Task directions>
Reproduce all of the items below word for word, every line of each.

____ Dataset entries

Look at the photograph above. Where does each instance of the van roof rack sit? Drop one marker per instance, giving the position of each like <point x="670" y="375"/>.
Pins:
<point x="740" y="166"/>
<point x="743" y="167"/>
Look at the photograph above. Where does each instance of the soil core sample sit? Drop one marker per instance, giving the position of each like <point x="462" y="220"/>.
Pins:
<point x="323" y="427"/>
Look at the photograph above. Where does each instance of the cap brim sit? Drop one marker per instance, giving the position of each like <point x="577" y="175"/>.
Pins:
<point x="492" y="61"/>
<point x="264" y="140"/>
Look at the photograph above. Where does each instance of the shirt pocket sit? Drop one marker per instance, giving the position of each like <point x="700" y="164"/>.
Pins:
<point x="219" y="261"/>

________

Worked answer>
Look at the photograph above. Where does each instance of the van roof rack sit? Drop one marker per instance, giving the position of each like <point x="670" y="375"/>.
Pins:
<point x="740" y="166"/>
<point x="743" y="167"/>
Look at the photograph above. Where does each instance of the soil core sample sit? Drop one marker per instance, giving the position of each like <point x="462" y="220"/>.
Pins:
<point x="323" y="427"/>
Look at the photograph above. Where does each instance of the cap brim sit? Drop one marker per instance, giving the position of each like <point x="577" y="175"/>.
Pins:
<point x="492" y="61"/>
<point x="264" y="140"/>
Look at the photograph above. Where does each instance of the shirt pocket sit? Drop one marker per instance, giving the position of each like <point x="700" y="164"/>.
Pins:
<point x="219" y="261"/>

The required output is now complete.